SUPPLIED ENTRIES —
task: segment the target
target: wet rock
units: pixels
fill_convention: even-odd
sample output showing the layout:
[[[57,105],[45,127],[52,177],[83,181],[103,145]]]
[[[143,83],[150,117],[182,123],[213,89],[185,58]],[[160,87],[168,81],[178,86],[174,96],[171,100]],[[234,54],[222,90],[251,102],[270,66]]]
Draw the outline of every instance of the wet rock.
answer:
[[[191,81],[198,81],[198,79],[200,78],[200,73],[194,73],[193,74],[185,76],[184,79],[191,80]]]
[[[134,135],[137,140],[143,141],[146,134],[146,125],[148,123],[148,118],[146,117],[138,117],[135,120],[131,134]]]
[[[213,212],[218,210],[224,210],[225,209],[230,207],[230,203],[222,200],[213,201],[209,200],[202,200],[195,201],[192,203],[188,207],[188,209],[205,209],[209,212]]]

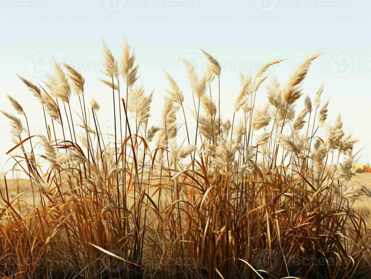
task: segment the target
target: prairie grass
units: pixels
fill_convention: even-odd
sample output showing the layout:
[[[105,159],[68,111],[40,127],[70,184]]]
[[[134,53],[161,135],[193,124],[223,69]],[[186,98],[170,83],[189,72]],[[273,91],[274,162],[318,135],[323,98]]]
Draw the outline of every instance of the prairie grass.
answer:
[[[320,52],[283,86],[266,72],[285,59],[255,76],[241,74],[231,122],[220,115],[220,66],[201,50],[204,73],[183,61],[190,88],[164,73],[169,84],[153,126],[158,93],[139,85],[134,50],[125,39],[119,62],[103,44],[105,76],[98,77],[112,98],[114,134],[101,130],[100,104],[85,100],[81,74],[56,61],[45,85],[20,77],[40,102],[47,133],[30,134],[11,96],[19,115],[2,112],[14,143],[14,166],[0,188],[3,277],[368,276],[369,211],[357,206],[370,195],[349,183],[358,172],[357,141],[344,134],[340,115],[328,120],[323,85],[301,98]],[[266,103],[255,103],[257,94]],[[193,100],[191,119],[186,98]],[[184,138],[177,135],[183,125]]]

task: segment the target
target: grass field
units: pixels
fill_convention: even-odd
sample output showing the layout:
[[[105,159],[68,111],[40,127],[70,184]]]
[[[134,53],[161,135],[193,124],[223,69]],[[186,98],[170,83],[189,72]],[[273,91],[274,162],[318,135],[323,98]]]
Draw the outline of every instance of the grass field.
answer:
[[[339,114],[329,117],[324,85],[303,96],[321,52],[282,86],[267,71],[285,59],[253,77],[241,73],[229,119],[221,114],[229,97],[220,92],[221,66],[203,50],[202,74],[182,60],[190,88],[164,72],[161,108],[151,107],[155,93],[138,84],[126,39],[119,62],[104,41],[103,50],[112,134],[102,128],[100,104],[86,101],[85,79],[67,64],[55,61],[43,85],[20,77],[39,102],[45,134],[30,134],[22,104],[8,96],[17,114],[1,112],[16,170],[0,191],[0,276],[369,276],[370,174],[352,168],[357,141]],[[266,96],[260,106],[259,94]],[[151,125],[153,110],[161,116]],[[21,173],[27,180],[14,183],[11,176]]]

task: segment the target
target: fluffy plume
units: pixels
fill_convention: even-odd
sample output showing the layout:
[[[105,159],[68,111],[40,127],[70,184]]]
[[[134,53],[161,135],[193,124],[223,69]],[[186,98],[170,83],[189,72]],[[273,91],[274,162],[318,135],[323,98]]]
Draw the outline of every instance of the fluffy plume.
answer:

EXERCISE INSTRUCTIONS — Please find every line in the data above that contains the word "prairie" and copy each one in full. Case counts.

THE RESULT —
target: prairie grass
Draw the outline of every instance of the prairie grass.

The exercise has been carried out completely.